[Collected data entries]
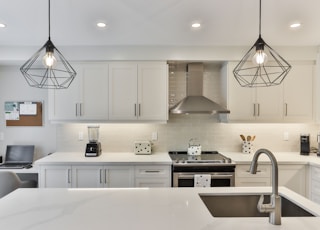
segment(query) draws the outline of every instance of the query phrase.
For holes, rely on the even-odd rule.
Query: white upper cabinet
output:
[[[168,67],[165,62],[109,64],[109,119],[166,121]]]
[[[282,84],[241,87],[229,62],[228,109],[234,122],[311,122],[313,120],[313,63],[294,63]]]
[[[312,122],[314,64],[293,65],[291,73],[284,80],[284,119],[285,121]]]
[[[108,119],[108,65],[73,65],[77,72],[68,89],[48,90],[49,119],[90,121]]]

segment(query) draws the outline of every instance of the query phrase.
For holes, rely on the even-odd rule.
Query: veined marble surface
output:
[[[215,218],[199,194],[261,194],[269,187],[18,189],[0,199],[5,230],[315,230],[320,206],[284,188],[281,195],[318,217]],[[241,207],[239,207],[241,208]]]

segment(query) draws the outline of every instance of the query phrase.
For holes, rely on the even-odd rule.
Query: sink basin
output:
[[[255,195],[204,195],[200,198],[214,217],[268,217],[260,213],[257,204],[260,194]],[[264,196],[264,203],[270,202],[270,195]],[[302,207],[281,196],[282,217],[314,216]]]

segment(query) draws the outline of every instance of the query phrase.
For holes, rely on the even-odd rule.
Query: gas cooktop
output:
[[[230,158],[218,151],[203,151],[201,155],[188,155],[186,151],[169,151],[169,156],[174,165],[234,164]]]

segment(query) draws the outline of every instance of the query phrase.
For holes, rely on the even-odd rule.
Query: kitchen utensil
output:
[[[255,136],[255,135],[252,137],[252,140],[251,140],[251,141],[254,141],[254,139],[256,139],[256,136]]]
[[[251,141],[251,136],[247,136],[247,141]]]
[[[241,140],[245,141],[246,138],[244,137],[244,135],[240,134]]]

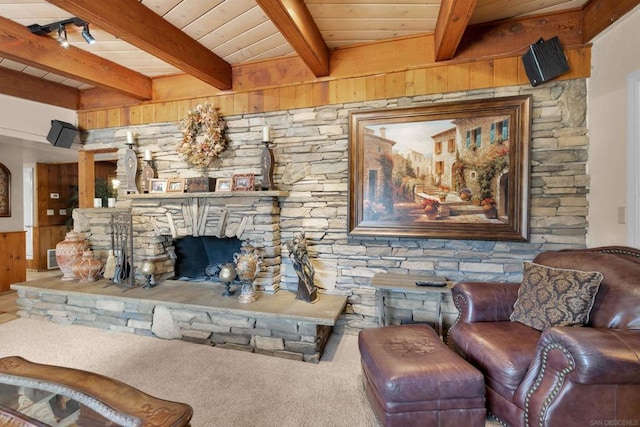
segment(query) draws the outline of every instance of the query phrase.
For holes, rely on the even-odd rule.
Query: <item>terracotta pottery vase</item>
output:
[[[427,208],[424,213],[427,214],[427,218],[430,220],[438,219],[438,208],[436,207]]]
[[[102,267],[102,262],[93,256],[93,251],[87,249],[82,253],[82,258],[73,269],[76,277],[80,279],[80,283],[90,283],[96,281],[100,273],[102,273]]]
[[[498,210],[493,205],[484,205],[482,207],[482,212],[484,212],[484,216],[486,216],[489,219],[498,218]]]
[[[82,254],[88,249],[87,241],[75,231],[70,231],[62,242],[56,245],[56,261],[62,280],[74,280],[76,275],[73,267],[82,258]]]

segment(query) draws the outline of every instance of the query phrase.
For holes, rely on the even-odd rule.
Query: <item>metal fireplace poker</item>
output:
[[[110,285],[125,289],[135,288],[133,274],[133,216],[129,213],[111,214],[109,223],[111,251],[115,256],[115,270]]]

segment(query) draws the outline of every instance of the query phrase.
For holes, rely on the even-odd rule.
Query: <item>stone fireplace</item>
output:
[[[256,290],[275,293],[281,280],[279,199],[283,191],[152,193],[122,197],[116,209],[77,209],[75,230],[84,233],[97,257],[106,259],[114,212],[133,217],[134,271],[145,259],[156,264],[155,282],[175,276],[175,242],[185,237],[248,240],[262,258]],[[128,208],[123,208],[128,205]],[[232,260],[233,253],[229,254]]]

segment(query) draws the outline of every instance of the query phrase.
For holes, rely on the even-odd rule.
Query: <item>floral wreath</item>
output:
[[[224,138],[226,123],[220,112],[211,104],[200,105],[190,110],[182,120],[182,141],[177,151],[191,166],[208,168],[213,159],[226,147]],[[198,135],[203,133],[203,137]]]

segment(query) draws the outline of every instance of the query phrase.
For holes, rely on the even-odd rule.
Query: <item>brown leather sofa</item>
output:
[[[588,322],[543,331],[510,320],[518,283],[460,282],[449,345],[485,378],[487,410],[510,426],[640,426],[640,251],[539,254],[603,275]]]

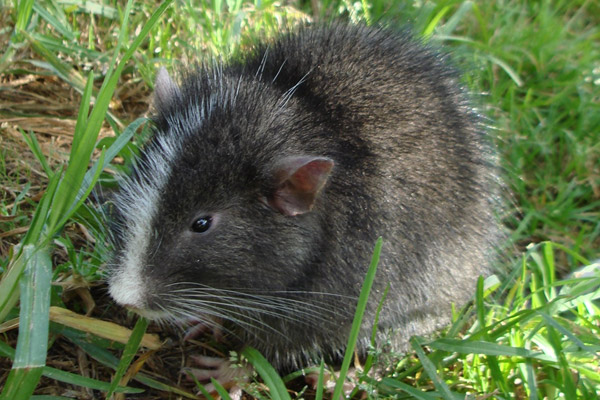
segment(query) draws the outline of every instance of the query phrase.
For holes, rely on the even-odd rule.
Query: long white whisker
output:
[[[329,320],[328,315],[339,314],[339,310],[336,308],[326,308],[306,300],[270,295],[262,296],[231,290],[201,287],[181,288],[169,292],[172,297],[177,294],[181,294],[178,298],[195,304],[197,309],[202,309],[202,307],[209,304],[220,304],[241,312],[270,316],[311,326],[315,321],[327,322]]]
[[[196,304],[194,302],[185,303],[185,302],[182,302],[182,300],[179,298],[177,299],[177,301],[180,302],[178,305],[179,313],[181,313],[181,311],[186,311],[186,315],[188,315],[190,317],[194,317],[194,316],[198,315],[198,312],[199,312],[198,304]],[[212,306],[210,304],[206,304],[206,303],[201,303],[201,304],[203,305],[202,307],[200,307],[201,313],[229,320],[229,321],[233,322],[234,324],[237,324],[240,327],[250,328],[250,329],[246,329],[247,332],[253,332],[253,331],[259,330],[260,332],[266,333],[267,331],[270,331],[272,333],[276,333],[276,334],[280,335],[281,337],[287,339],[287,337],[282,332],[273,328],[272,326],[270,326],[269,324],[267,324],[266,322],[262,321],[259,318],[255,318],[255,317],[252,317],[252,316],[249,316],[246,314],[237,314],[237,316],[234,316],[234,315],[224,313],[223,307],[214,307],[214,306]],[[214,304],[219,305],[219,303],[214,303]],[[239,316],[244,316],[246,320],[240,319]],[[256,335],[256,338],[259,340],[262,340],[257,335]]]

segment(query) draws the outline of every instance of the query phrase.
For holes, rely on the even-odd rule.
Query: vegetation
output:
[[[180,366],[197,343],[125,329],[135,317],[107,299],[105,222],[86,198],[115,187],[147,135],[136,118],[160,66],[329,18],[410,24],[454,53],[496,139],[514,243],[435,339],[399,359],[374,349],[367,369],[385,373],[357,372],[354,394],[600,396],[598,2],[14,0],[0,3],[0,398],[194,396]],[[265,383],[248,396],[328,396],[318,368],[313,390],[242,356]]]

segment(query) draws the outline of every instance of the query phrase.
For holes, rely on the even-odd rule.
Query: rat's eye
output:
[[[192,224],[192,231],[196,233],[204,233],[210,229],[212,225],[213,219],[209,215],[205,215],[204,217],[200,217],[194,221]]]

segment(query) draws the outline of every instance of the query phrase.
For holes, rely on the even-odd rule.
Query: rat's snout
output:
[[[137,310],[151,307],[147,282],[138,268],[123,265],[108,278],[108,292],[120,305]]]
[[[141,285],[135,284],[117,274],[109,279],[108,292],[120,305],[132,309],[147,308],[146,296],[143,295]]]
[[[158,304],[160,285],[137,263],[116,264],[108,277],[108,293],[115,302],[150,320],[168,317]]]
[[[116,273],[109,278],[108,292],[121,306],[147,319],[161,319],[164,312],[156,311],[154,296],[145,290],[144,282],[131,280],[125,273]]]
--
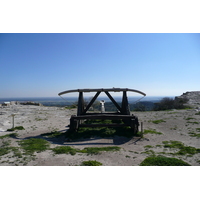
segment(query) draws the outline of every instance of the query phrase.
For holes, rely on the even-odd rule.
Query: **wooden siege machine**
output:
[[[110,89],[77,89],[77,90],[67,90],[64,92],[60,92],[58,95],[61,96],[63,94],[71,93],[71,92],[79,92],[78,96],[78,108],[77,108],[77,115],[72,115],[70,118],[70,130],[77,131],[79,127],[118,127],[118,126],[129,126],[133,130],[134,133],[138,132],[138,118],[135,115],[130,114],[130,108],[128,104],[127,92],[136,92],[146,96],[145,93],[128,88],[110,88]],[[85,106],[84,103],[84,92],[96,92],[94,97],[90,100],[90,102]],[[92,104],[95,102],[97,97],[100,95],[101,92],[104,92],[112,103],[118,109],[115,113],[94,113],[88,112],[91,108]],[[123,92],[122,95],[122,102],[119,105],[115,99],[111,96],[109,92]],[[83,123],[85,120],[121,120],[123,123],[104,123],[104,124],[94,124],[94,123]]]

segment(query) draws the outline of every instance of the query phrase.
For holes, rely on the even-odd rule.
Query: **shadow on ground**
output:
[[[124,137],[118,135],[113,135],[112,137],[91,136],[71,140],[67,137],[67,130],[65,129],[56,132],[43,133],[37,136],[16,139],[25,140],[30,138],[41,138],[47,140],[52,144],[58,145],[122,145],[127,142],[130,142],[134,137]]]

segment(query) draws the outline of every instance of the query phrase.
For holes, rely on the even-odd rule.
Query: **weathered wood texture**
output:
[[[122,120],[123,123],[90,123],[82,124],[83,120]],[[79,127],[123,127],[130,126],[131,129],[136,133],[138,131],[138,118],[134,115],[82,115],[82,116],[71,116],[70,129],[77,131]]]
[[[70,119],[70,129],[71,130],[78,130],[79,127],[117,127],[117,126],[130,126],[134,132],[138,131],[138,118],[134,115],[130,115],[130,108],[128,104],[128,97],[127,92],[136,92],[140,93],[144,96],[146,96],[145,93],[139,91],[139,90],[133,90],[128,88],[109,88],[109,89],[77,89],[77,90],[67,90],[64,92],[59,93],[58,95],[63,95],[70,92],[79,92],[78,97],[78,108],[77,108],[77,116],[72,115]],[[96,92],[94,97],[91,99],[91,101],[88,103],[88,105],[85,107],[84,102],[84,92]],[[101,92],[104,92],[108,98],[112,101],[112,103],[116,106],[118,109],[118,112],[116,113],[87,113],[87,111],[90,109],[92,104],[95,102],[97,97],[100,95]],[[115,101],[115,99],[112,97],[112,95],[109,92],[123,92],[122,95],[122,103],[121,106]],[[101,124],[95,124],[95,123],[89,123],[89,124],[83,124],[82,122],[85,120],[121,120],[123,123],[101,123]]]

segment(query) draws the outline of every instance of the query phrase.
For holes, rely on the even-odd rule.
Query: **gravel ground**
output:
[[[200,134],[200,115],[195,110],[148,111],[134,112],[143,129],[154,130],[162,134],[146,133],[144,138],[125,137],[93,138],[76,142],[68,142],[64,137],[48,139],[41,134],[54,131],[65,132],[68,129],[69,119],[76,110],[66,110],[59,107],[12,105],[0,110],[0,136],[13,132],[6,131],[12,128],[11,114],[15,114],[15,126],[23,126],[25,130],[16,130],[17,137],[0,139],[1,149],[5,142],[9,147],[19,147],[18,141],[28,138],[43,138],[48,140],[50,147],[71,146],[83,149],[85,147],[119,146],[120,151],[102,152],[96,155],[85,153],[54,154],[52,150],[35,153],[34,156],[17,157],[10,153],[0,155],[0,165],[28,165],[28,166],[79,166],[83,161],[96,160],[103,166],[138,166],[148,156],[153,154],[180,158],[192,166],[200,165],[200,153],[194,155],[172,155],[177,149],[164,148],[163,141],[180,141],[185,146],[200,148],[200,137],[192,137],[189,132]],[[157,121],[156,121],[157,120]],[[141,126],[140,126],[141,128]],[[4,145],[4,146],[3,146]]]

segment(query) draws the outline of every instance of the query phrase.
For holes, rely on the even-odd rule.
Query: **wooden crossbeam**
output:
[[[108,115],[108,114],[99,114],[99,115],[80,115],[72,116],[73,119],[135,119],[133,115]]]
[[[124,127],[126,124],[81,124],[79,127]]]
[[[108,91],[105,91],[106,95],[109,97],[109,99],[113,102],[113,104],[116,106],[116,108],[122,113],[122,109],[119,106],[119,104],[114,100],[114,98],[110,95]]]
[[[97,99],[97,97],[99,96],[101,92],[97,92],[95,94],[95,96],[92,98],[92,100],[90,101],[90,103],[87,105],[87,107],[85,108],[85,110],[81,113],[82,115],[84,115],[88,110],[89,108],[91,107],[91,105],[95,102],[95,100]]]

§ The problem:
Which lines above contain the word "white"? Copy all of them.

§ Response to this exercise:
Query: white upper cabinet
Query: long white whisker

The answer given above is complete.